Text under study:
== Segment start ==
Tim Townes, PHD, is taking his third big step in a journey that began in 1997. That is the year he made international news by developing the first practical animal model for sickle cell disease. Ten years later, his lab made even bigger headlines when UAB and MIT repeated the first successful treatment of sickle cell anemia in animals. Now the Chair of the UAB Department of Biochemistry and Molecular Genetics is ready to follow up this proof in principle using skin cells and the world’s first Sanyo cell-processing workstation to begin developing this treatment for humans.
“With three master genes, we can switch on the code in a patient’s own skin cells to turn them into induced pluripotent stem cells (iPS). This resets the cells as if they were early embryos with the potential to become any type of tissue,” Townes said. “In some cases, we can correct the defective gene in the skin cell, and in others we do it later. We replace the sickle cell gene with a healthy gene, and then we stimulate the corrected cells to become red blood cells that can be injected back into the body much like a bone marrow transplant.
“The cells migrate straight to the marrow and start producing normal red blood cells. The hardy new cells also have a longer life, so if 10% of the cells in the marrow are corrected, eventually 90% of the red cells in the body should be normal.”
Making room for the corrected cells in the marrow will likely require something like a one-day chemotherapy treatment. But unlike cancer patients, sickle cell patients should only feel the effects of one day of treatment. As their new cells start producing healthy red blood cells, they should feel better for a lifetime.
== Segment end ==
Material shown:
== Segment start ==
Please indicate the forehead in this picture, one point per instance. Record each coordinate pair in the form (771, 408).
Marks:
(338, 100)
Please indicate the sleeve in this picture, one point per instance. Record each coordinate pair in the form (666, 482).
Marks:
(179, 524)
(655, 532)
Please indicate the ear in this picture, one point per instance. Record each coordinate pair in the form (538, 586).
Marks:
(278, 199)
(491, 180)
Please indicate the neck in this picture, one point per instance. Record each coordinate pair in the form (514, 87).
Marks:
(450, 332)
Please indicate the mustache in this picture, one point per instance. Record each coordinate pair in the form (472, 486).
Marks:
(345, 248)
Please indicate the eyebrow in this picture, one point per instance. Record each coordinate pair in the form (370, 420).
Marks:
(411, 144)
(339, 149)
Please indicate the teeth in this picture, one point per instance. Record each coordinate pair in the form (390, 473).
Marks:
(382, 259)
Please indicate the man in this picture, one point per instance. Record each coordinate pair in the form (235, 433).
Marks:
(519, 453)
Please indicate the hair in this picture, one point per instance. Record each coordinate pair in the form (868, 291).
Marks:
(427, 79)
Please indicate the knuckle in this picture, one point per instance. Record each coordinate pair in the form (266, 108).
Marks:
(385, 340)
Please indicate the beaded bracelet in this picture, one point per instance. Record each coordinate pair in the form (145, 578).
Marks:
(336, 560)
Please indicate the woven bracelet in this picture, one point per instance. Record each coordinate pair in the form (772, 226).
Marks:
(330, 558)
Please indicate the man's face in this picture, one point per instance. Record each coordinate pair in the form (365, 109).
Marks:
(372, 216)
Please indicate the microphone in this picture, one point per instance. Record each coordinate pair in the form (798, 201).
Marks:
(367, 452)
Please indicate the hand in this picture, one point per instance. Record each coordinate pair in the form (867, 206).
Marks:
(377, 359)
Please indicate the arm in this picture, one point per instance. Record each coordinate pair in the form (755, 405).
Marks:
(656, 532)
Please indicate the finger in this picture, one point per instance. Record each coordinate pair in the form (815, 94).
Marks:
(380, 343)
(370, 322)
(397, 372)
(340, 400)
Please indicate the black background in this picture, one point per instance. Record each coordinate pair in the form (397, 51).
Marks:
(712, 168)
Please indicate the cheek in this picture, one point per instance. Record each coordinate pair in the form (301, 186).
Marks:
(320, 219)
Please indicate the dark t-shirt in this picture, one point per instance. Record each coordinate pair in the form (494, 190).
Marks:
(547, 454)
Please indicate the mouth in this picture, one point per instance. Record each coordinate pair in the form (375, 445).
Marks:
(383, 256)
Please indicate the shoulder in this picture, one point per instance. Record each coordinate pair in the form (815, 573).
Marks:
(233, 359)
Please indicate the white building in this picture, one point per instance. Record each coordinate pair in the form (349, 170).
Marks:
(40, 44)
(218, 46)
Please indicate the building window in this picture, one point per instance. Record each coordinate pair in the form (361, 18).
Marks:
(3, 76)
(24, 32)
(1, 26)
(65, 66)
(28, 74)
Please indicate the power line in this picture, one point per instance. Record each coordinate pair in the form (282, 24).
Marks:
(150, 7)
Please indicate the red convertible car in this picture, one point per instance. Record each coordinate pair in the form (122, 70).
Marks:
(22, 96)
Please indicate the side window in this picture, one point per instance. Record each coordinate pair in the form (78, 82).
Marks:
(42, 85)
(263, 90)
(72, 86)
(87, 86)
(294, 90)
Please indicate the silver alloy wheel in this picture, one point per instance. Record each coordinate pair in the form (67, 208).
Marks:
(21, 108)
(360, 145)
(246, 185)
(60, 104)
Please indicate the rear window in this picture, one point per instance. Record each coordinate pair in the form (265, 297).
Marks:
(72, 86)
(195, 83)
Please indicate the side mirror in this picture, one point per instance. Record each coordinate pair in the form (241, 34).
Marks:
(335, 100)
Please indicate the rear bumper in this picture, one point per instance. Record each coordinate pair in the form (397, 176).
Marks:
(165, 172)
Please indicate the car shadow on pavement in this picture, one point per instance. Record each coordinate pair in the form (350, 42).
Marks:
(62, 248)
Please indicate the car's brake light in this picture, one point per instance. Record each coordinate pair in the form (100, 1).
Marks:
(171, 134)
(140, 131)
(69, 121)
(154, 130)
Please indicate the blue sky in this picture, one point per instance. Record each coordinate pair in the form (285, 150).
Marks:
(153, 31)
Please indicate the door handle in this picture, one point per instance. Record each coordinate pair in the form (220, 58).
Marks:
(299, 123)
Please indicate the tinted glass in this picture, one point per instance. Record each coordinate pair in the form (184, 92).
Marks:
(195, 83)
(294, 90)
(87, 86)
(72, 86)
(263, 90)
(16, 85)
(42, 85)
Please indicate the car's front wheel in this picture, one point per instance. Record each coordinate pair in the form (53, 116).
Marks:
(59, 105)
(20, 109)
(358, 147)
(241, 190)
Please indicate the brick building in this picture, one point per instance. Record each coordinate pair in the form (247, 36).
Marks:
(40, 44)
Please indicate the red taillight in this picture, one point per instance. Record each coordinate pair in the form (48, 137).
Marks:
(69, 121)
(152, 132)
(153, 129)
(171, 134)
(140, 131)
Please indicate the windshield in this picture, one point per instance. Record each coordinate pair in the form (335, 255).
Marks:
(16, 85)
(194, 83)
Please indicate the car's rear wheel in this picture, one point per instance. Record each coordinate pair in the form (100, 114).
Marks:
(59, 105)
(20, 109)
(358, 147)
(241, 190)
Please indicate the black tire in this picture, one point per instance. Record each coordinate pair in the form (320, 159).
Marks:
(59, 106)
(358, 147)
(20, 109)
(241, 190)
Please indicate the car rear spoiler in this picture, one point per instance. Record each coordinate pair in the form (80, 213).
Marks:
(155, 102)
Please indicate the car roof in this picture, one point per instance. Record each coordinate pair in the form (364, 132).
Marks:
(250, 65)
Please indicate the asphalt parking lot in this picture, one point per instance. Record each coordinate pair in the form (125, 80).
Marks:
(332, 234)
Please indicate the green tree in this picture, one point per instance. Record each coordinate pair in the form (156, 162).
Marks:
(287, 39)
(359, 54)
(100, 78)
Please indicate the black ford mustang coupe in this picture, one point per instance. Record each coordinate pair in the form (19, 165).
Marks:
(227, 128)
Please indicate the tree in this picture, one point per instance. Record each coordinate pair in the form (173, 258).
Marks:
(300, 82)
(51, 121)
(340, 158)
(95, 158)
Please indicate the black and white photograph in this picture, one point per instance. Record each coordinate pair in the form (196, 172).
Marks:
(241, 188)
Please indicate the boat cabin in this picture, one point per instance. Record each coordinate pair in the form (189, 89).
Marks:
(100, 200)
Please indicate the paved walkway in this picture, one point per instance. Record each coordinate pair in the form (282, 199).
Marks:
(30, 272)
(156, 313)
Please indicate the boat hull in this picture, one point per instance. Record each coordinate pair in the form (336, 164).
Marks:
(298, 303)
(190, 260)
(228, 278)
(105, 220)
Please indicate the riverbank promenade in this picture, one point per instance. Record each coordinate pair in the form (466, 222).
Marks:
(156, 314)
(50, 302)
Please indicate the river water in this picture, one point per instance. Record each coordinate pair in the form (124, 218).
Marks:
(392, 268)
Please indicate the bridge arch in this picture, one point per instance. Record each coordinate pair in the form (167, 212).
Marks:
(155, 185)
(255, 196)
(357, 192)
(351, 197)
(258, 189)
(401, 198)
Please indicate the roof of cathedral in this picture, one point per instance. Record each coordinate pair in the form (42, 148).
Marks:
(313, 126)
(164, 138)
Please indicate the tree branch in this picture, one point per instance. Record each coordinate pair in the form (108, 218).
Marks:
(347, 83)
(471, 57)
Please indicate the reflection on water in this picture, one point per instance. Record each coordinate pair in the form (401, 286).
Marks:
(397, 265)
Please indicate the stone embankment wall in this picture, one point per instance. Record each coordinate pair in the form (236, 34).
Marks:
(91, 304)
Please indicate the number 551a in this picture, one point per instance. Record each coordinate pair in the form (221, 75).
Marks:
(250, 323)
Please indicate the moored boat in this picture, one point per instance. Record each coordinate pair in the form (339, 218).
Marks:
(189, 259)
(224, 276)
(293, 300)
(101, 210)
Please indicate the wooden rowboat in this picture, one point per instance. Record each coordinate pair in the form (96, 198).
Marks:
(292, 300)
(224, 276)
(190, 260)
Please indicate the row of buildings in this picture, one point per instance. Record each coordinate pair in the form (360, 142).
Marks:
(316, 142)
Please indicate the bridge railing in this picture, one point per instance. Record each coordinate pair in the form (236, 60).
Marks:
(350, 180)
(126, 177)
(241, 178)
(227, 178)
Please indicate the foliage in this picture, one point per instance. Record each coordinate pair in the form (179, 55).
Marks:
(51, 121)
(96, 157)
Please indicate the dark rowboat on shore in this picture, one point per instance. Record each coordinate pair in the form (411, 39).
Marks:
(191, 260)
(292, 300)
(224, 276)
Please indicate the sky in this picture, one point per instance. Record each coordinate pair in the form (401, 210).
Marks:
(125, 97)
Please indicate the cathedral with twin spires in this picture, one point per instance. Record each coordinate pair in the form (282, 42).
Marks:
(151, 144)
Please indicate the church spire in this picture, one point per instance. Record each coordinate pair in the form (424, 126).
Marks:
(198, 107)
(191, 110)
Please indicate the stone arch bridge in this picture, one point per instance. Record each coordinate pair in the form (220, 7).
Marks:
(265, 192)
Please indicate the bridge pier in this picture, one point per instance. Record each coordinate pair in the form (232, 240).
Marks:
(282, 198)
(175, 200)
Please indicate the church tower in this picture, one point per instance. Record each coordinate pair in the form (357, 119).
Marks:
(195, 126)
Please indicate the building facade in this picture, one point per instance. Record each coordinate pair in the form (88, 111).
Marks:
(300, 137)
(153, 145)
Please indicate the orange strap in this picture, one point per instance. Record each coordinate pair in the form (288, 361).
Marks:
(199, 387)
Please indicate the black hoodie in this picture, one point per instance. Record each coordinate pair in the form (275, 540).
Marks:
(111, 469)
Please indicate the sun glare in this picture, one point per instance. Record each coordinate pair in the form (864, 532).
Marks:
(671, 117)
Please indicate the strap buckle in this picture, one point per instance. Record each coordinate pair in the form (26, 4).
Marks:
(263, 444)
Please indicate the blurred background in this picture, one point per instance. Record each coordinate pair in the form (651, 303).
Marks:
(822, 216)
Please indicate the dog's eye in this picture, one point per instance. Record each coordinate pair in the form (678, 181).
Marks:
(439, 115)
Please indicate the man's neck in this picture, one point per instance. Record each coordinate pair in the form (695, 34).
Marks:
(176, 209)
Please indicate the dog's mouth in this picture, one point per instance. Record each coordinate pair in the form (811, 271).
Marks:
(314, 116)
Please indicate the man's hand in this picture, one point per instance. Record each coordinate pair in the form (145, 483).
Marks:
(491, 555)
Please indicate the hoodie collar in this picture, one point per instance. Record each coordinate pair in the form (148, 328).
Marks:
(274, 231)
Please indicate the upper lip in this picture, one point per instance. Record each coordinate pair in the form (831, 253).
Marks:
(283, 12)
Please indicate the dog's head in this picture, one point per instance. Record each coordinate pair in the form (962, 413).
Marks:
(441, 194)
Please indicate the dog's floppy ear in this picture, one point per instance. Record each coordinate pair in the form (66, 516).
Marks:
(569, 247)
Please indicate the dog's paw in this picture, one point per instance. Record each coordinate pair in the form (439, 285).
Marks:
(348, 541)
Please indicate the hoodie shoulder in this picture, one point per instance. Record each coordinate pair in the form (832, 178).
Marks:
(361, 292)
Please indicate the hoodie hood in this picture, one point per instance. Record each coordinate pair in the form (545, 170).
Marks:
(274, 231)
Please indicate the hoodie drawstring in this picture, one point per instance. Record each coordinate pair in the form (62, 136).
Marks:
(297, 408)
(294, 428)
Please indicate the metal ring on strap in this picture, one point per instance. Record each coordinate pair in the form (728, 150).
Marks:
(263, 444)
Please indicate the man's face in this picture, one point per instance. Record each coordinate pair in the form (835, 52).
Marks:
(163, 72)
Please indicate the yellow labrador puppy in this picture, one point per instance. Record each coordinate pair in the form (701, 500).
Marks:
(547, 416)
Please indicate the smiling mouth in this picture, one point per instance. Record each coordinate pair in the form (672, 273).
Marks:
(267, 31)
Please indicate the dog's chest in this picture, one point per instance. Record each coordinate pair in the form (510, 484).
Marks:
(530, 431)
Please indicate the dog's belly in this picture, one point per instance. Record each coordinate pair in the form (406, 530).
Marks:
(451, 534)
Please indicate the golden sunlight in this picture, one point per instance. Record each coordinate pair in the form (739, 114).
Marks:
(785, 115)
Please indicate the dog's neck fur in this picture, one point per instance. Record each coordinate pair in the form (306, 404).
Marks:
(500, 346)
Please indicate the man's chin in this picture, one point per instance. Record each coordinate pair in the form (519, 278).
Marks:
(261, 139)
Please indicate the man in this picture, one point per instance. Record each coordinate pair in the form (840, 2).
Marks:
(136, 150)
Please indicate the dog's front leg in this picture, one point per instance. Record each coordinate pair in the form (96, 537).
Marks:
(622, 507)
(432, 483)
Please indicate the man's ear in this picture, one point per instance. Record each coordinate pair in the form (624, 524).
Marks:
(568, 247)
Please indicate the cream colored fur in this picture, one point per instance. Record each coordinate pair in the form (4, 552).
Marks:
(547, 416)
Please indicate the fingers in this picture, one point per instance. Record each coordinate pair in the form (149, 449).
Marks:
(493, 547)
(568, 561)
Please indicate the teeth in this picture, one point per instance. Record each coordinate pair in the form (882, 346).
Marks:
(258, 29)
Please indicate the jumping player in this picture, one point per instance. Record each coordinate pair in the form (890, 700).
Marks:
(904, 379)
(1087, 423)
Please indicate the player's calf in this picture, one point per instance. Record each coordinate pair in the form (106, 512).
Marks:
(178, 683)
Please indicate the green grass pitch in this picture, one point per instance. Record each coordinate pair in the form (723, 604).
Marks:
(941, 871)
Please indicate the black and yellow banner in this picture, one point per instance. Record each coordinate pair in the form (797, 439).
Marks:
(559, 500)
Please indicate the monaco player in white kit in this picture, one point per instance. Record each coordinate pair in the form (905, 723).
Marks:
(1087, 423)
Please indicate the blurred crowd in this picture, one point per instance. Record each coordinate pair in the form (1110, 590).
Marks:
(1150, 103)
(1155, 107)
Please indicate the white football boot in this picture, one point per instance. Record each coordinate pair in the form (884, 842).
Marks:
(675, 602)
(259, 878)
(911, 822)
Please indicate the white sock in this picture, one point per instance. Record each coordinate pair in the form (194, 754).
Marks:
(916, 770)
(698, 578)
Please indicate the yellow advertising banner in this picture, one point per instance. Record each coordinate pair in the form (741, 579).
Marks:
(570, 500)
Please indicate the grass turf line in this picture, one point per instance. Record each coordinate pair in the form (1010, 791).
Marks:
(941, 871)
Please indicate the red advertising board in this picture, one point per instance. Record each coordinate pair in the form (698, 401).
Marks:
== Segment end ==
Directions:
Reproduce word for word the stretch of the sickle cell text that starts with the words "Making room for" and ends with "for a lifetime.". The records are separate from the sickle cell text and have no connection to it.

Result of the exercise:
Making room for the corrected cells in the marrow will likely require something like a one-day chemotherapy treatment. But unlike cancer patients, sickle cell patients should only feel the effects of one day of treatment. As their new cells start producing healthy red blood cells, they should feel better for a lifetime.